**TASK DESCRIPTION:** Read the records below and copy each line that contains "bush".

Stored data entries:
● ● ●
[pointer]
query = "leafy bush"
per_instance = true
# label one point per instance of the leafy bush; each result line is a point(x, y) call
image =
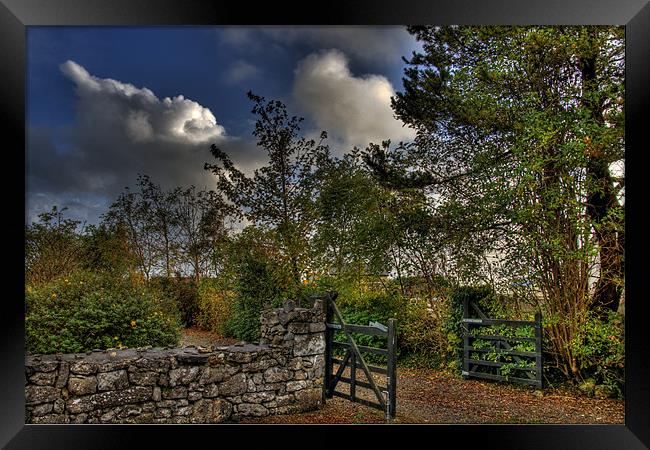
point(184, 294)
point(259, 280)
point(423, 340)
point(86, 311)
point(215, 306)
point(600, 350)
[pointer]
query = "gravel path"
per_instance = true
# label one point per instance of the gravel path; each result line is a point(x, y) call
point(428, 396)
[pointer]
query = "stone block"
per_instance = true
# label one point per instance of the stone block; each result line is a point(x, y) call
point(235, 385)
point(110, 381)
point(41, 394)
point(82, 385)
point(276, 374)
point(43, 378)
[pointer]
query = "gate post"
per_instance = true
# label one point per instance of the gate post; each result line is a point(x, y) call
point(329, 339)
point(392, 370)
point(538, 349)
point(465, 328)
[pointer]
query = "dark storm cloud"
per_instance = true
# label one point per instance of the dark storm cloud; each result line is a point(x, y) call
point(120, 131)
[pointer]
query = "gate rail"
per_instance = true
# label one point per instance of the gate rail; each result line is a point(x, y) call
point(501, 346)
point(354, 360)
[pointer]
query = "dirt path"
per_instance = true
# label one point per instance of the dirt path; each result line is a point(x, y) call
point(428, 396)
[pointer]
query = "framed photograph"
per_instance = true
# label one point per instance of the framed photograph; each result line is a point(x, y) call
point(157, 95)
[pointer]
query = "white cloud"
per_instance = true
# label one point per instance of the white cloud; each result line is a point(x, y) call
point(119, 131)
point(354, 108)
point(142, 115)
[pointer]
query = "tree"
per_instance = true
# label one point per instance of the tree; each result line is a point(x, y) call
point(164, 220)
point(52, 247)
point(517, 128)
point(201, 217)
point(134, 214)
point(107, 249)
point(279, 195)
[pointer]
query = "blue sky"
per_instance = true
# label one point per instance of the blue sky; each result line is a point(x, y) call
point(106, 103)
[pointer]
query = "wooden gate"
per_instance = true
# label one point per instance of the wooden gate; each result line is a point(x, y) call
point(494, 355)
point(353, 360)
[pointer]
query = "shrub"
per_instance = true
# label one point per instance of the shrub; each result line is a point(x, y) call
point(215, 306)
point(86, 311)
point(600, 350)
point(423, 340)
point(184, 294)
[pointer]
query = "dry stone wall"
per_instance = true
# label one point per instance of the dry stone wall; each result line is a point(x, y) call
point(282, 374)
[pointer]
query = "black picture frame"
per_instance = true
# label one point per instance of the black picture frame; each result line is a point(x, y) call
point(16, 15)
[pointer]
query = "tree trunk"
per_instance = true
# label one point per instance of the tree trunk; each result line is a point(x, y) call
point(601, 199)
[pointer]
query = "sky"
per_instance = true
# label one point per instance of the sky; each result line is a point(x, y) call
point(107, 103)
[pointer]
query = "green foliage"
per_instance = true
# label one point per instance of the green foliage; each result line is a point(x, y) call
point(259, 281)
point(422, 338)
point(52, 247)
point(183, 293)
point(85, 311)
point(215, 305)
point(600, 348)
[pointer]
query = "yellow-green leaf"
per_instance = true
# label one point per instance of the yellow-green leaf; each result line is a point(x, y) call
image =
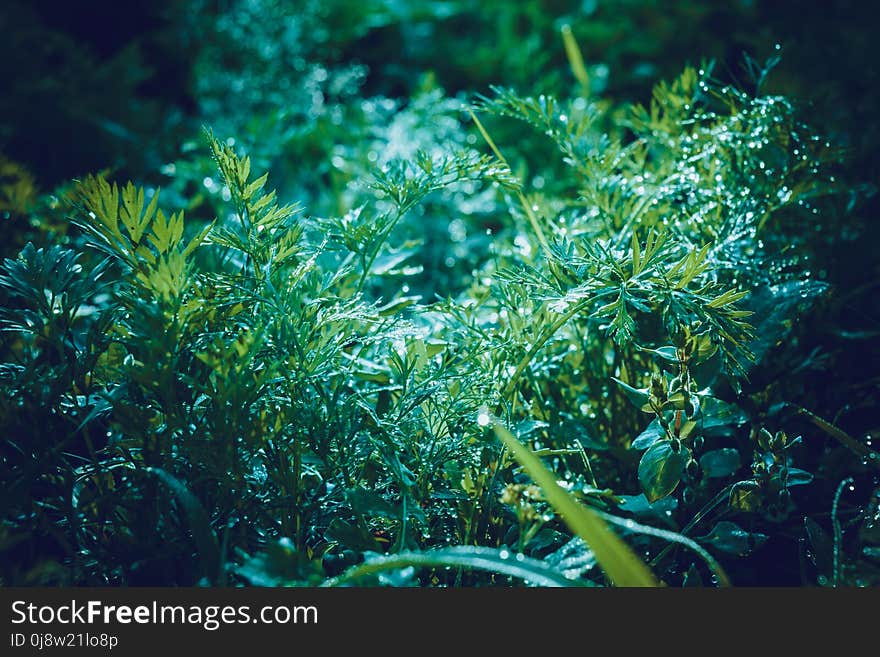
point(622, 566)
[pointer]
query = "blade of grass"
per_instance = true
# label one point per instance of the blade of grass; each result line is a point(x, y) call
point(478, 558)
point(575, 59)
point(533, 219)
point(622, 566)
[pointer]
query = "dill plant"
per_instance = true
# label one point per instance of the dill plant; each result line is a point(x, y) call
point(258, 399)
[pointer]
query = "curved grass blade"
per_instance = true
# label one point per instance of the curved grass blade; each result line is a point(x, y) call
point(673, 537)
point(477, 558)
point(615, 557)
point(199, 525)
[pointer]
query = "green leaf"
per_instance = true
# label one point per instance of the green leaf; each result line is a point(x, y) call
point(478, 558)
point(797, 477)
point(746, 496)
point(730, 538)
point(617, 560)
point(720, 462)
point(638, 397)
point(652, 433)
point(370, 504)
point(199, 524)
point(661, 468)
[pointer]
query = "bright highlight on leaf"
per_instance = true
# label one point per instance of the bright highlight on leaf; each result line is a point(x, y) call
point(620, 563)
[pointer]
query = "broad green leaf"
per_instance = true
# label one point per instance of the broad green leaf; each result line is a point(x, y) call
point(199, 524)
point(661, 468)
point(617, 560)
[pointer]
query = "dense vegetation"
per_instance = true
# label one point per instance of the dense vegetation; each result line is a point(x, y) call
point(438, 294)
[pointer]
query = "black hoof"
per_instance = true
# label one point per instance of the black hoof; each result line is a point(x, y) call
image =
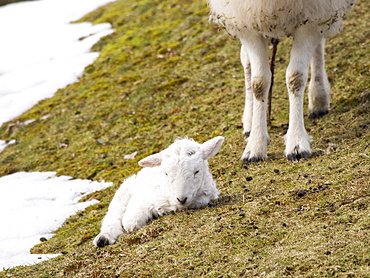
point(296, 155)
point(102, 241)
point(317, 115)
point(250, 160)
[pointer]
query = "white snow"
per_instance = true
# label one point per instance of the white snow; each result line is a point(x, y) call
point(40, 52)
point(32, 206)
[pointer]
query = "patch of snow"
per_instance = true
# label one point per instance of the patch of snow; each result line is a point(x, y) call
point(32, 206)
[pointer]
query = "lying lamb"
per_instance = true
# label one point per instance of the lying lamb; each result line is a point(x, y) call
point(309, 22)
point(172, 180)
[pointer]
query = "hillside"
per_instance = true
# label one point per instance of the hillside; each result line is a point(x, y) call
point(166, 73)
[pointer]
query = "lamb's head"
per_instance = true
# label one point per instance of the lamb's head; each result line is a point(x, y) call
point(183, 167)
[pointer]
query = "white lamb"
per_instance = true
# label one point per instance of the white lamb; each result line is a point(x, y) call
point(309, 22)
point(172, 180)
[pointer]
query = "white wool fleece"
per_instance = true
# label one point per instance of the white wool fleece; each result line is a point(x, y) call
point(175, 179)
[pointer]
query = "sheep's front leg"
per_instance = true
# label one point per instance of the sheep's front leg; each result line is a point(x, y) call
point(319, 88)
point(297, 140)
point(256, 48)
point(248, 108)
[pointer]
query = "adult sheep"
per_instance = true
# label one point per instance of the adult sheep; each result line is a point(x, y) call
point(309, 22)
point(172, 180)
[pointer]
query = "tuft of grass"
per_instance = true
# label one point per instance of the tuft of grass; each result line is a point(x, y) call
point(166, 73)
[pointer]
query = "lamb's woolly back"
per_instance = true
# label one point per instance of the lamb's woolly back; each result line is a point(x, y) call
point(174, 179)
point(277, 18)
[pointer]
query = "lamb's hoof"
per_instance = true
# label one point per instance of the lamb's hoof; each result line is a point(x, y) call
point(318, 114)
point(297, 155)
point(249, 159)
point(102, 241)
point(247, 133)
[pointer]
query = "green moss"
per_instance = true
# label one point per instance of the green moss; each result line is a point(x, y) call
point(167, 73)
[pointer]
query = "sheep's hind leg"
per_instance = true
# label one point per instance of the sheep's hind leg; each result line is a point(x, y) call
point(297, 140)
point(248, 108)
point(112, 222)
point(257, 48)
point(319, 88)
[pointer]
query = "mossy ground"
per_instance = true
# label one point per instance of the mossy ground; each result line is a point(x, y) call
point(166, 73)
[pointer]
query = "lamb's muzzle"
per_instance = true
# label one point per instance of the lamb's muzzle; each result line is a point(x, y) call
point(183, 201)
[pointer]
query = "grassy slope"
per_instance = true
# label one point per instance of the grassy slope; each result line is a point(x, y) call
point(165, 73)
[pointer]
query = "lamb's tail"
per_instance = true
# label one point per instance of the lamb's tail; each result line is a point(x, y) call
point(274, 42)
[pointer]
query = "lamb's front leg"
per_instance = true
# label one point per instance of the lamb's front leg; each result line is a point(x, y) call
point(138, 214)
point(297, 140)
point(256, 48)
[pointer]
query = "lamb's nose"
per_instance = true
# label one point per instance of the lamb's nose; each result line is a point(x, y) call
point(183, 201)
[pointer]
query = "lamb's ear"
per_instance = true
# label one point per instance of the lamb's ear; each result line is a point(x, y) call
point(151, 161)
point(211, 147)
● ● ●
**OUTPUT BELOW:**
query = "leafy bush"
# label one point per instance of the leafy bush; each result line is a point(x, y) call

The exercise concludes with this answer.